▶ **Stored dataset items**
● ● ●

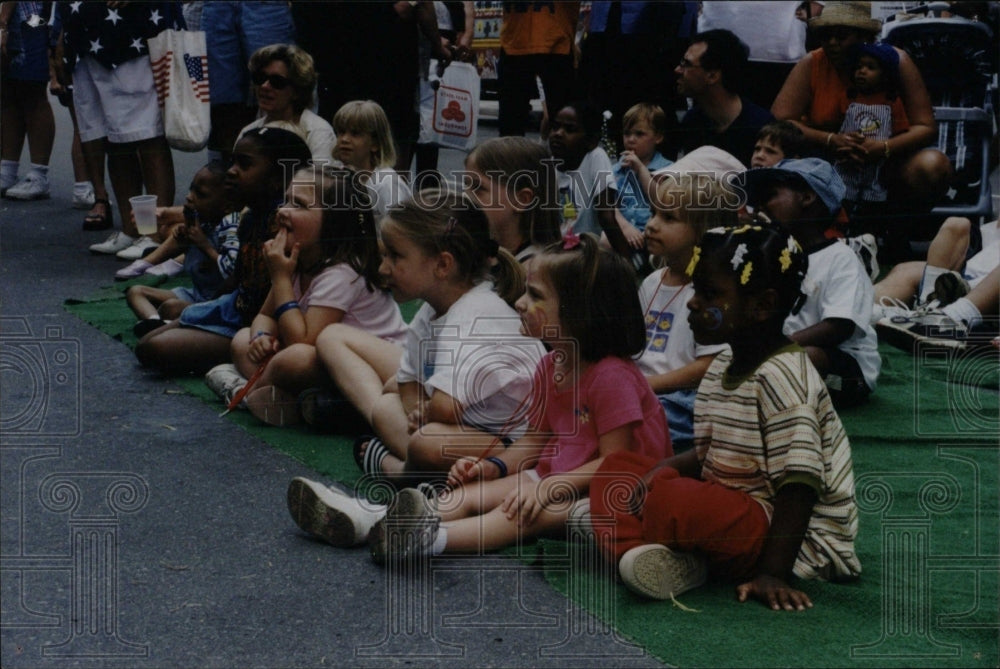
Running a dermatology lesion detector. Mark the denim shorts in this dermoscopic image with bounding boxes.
[201,0,294,105]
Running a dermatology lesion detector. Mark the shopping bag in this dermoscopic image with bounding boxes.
[419,60,479,151]
[147,30,212,151]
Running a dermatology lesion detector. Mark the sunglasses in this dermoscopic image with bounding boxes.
[250,72,292,91]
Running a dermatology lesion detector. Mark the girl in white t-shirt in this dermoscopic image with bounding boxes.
[316,190,543,481]
[333,100,410,224]
[232,166,406,425]
[637,174,737,453]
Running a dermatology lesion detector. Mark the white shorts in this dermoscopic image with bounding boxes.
[73,56,163,144]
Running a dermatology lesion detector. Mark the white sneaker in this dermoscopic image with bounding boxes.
[618,544,708,599]
[115,235,160,260]
[115,258,152,281]
[288,476,385,548]
[205,362,247,406]
[146,258,184,276]
[6,171,49,200]
[90,230,135,255]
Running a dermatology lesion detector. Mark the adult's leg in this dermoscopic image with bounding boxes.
[135,321,230,376]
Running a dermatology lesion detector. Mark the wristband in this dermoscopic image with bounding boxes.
[274,300,299,321]
[483,455,507,478]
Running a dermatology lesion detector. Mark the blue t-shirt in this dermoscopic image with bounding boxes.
[615,151,674,232]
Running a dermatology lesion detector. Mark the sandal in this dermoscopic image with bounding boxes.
[354,434,389,479]
[83,197,115,230]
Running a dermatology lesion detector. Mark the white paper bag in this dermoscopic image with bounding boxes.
[419,60,479,151]
[147,30,212,151]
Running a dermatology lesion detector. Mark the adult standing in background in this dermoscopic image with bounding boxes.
[698,0,808,109]
[201,0,295,163]
[497,2,580,136]
[668,30,774,165]
[580,0,685,150]
[56,2,184,260]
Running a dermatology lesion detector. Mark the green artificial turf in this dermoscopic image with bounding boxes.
[66,284,1000,667]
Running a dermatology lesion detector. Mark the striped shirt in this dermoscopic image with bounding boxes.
[694,344,861,579]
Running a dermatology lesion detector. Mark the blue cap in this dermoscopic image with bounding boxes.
[743,158,847,214]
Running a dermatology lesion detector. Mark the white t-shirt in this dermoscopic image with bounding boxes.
[698,0,806,63]
[782,240,882,390]
[292,263,406,344]
[556,147,618,237]
[636,269,729,376]
[396,281,545,439]
[236,109,337,162]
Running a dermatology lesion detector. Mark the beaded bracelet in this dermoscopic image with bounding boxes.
[274,300,299,321]
[483,455,507,478]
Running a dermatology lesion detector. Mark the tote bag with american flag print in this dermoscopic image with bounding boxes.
[147,30,212,151]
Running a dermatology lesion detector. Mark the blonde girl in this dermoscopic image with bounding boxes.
[464,137,562,263]
[232,166,406,425]
[638,173,737,452]
[316,190,542,481]
[333,100,410,224]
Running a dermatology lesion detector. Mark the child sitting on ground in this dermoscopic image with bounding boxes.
[288,234,672,563]
[124,163,240,339]
[590,226,861,611]
[549,101,643,258]
[744,158,882,408]
[636,175,737,453]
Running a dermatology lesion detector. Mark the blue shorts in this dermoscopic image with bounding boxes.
[656,390,698,453]
[201,0,294,105]
[4,25,49,84]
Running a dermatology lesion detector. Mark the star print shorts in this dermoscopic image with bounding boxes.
[73,55,163,144]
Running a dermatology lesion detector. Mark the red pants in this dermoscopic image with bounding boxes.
[590,451,769,579]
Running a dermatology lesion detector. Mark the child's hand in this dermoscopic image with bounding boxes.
[264,228,299,279]
[736,574,812,611]
[247,334,280,365]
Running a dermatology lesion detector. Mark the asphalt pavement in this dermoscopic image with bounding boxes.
[0,100,661,669]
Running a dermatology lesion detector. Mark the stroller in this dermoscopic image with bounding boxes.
[882,2,997,235]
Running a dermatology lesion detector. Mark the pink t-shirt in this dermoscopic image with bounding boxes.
[292,263,406,344]
[531,353,674,478]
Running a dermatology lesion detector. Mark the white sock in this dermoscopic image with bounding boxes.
[431,525,448,555]
[0,160,20,185]
[941,297,983,328]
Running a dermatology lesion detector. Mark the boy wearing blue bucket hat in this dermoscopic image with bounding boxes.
[743,158,882,408]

● ● ●

▶ **EXERCISE DETAILS**
Rewrite every line of the items, starting at the line that contains "Running a dermatology lesion detector. Mark the tote" and ending at the line that contains "[636,175,737,453]", and add 81 to each bounding-box coordinate in the answers.

▶ **RIGHT ANSWER**
Running a dermatology lesion detector. Mark the tote bag with american flag print in this dermoscopic image with bounding boxes.
[228,111,293,232]
Running a dermatology lesion detector. Mark the blonde girl in this dermoscopic image with bounding boxes.
[545,218,643,344]
[313,247,487,506]
[719,254,818,533]
[397,271,623,562]
[414,181,491,305]
Running a dermatology lesion detector. Mark the child sitting on ground in this dermoscopic image with bounding boxes.
[369,315,753,644]
[205,244,321,420]
[671,307,942,692]
[630,182,724,339]
[825,239,963,489]
[717,256,818,534]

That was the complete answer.